**GEËXTRAHEERDE TEKST**:
Zout verlaagt het vriespunt van water doordat het de watermoleculen bemoeilijkt om samen ijskristallen te vormen. Zout is een chemische verbinding van natrium en chloor.
Als zout in contact komt met water of ijs, worden de zoutkristallen opgelost en komen er positieve natriumionen en negatieve chloride-ionen vrij.
Deze ionen mengen zich met de watermoleculen en zorgen ervoor dat die niet zo dicht bij elkaar kunnen komen dat er ijskristallen ontstaan, al ligt de temperatuur onder het vriespunt.
Zout verstoort evenwicht tussen ijs en water
In een mengsel van ijs en water rond het vriespunt heerst er een balans: er komen telkens nieuwe watermoleculen in contact met het ijs. Dan worden ze ingekapseld in de ijskristallen, waardoor die aangroeien.
Tegelijk zijn er ook watermoleculen die de ijskristallen verlaten. In een evenwichtssituatie komen er evenveel watermoleculen bij de ijskristallen als er vertrekken.
Wanneer er zout wordt toegevoegd, worden de natrium- en chloride-ionen niet zonder meer opgenomen in de ijskristallen, maar verdelen ze zich over het omliggende water, waar ze de watermoleculen verdringen.
Dat betekent dat er iets minder watermoleculen beschikbaar zijn om opgenomen te worden in de ijskristallen, terwijl het aantal moleculen dat de kristallen verlaat ongewijzigd blijft.
Het gevolg is dat de ijskristallen meer water verliezen dan ze erbij krijgen en dat het ijs smelt.

[Lokalisatiegegevens met één punt per instantie]
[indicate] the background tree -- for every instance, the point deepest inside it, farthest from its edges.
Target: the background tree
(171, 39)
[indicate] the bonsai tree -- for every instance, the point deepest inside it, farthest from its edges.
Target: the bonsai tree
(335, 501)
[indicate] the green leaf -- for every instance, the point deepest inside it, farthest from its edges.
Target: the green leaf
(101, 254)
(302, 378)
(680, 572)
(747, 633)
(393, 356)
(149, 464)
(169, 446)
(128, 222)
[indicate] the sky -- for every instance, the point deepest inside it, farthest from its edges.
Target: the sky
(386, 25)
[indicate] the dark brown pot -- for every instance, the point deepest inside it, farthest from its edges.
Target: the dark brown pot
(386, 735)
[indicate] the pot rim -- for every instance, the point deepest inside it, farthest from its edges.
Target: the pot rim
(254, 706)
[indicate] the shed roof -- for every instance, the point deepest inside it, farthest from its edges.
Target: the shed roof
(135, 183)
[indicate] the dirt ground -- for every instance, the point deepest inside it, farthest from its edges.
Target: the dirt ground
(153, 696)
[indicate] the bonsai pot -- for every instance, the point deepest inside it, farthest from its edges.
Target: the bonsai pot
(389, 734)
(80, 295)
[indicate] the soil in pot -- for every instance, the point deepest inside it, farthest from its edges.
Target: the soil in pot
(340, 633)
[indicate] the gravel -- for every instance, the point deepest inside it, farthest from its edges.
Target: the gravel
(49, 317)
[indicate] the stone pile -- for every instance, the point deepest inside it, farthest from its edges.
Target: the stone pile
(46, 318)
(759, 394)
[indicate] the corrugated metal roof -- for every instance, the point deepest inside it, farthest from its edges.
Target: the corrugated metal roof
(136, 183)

**OPDRACHT**: Welke ionen komen volgens de tekst over zout en het vriespunt vrij wanneer zoutkristallen in water of ijs oplossen?

**EINDANTWOORD**: Positieve natriumionen en negatieve chloride-ionen.